[TEXTO PROPORCIONADO]
□ □ □ □
Medellín es una mariposa. Un coleóptero que, tras las correspondientes fases de crisálida y pupación, ha pasado de presentar el siniestro aspecto de gusano blanco de la droga al de unas bellas alas polícromas y un vuelo grácil con las que alejarse de la imagen anterior y seducir al visitante. Y a todos nos gustan las mariposas.
No es una metáfora exagerada. Por invitación del Convention & Visitors Bureau, algo así como la oficina de turismo municipal, he tenido ocasión de conocer la que antaño fuera la capital colombiana de la cocaína, un sinónimo mundial de violencia y narcotráfico que ahora ha experimentado una transformación tan intensa que quienes la conocieron hace veinte años tendrán la sensación de haberse equivocado de destino si regresan.
□ □ □ □
[MATERIAL]
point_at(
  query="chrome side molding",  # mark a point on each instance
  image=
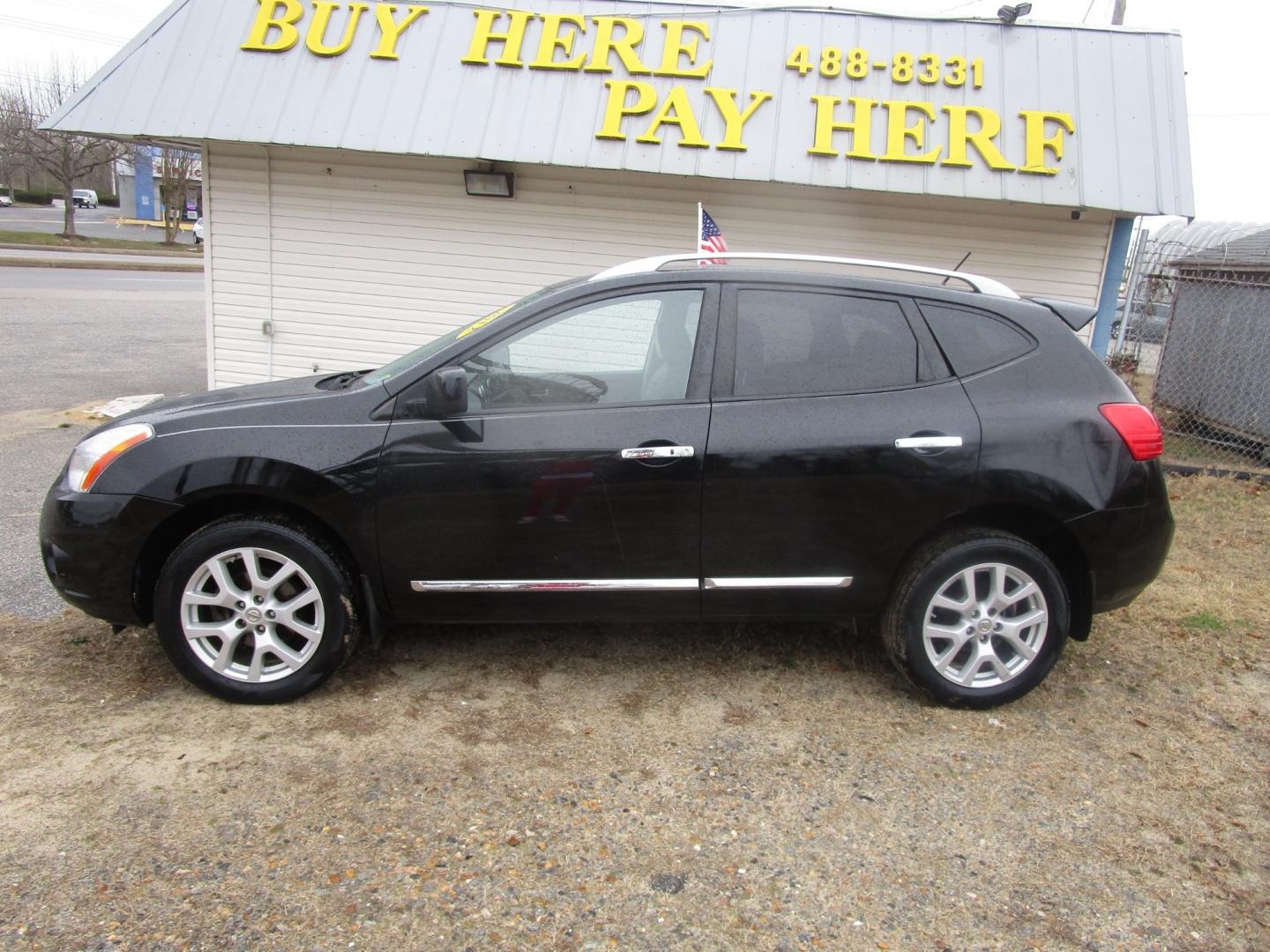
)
(559, 585)
(780, 582)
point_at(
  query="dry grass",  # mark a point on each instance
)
(671, 787)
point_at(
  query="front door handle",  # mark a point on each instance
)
(657, 452)
(929, 442)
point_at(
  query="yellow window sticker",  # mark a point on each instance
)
(482, 322)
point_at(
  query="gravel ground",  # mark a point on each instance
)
(78, 339)
(667, 787)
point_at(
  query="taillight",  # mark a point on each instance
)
(1138, 428)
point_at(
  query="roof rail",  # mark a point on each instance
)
(646, 265)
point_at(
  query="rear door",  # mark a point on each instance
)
(839, 437)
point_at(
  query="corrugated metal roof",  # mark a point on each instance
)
(1241, 254)
(185, 78)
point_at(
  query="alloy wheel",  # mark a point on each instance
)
(251, 614)
(986, 625)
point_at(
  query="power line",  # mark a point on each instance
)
(68, 32)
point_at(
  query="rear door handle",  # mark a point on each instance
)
(927, 442)
(657, 452)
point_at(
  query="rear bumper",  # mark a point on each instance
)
(90, 544)
(1127, 547)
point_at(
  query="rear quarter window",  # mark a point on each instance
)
(975, 340)
(799, 343)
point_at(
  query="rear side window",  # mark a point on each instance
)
(811, 343)
(975, 340)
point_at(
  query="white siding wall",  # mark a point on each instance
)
(371, 256)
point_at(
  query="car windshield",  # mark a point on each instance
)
(435, 346)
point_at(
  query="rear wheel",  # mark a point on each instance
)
(256, 611)
(978, 620)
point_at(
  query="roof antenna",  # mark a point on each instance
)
(944, 283)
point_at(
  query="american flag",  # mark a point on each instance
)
(712, 238)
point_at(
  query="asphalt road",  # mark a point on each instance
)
(71, 339)
(92, 222)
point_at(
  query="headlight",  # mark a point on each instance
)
(97, 452)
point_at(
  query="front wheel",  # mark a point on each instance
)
(256, 611)
(978, 620)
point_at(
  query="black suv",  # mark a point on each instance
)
(661, 441)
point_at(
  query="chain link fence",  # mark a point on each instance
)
(1192, 338)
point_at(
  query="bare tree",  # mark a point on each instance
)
(26, 101)
(176, 167)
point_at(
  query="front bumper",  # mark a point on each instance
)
(92, 542)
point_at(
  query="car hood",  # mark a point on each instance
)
(267, 398)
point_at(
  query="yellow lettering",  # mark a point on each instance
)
(733, 120)
(676, 111)
(632, 32)
(484, 34)
(551, 40)
(677, 48)
(616, 108)
(982, 140)
(317, 38)
(1036, 141)
(392, 31)
(860, 127)
(280, 16)
(898, 133)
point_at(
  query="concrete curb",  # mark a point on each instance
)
(1183, 470)
(190, 268)
(63, 249)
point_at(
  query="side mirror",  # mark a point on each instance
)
(446, 392)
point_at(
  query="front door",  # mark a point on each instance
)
(810, 501)
(572, 487)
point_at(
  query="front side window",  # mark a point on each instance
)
(820, 343)
(623, 351)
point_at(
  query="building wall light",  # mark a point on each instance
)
(489, 184)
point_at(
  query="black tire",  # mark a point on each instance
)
(334, 614)
(932, 570)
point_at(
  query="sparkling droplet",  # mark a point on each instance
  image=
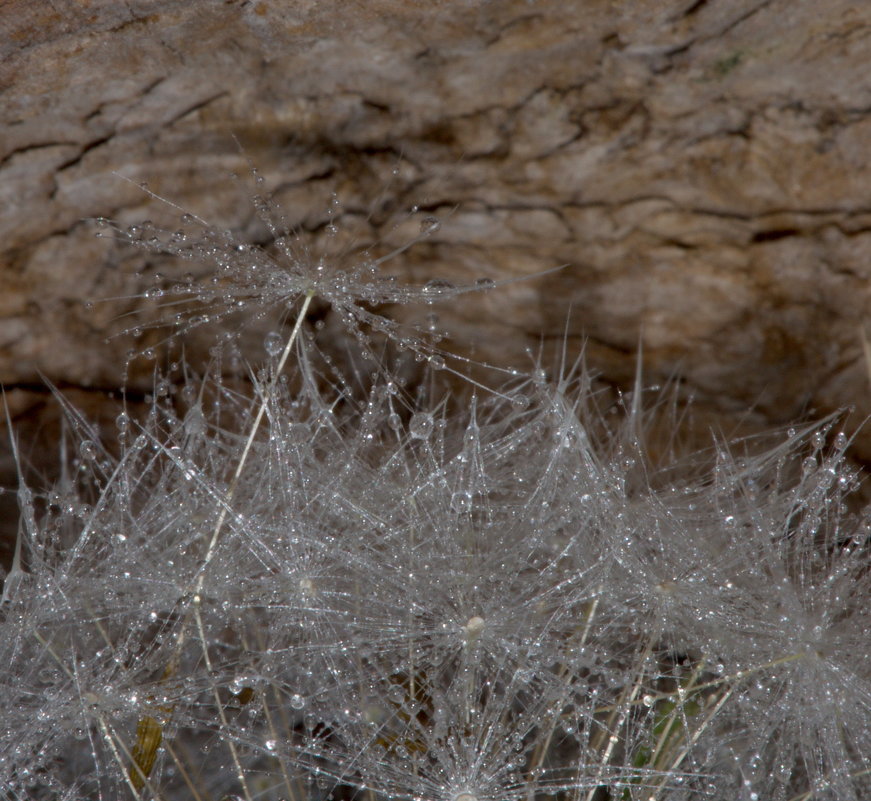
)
(420, 426)
(88, 450)
(274, 343)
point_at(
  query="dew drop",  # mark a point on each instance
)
(88, 450)
(273, 342)
(420, 426)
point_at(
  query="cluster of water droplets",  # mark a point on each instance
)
(343, 587)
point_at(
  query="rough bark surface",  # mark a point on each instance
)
(702, 169)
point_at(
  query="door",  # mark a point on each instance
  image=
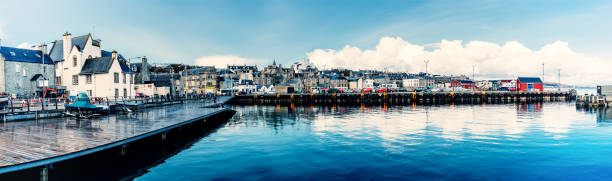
□ □ □ □
[QUÉ SE PIDE]
a: Responde a estas preguntas según el texto sobre Medellín:
(i) ¿Con qué animal se compara la ciudad en la primera frase?
(ii) ¿Qué organismo invitó a quien escribe a conocer la ciudad?
(iii) ¿Qué sensación tendrán al regresar quienes conocieron la ciudad hace veinte años?
b: Traduce al inglés esta oración del texto sobre Medellín: "Y a todos nos gustan las mariposas."
c: Prolonga el texto sobre Medellín a partir de su última oración.
El material no hace falta para resolver nada de esto.

[TAREAS RESUELTAS]
a:
(i) Con una mariposa.
(ii) El Convention & Visitors Bureau.
(iii) La de haberse equivocado de destino.

b: And we all like butterflies.

c:
Y es que el cambio ha sido integral. María Camila y Juan David, mis anfitriones en esta visita -un agradecido saludo desde España-, explicaban con chispa y orgullo a partes iguales que los paisas, nombre con que se conoce a los vecinos de Medellín, decidieron acometer esos cambios para reconvertir la ciudad en un entorno habitable, moderno, ecológico y atractivo turísticamente. Fueron lo suficientemente verracos, como dicen allí (aclaremos que los colombianos usan esta palabra como sinónimo de valiente u osado), para coger el toro por los cuernos, como de forma similar decimos aquí, y someter a esa localidad colombiana a un lavado de cara integral.
Así, Pablo Escobar ya sólo es un personaje de la página más negra de la historia, la guerrilla parece en vías de extinción, la ecología prima en muchos niveles del urbanismo y la delincuencia ha disminuido hasta situarse en índices equiparables a cualquiera de los sitios que nunca nos provocarían dudas. Hoy en día es posible pasear por Medellín sin temor, cámara en mano, incluso por lugares donde antes era impensable.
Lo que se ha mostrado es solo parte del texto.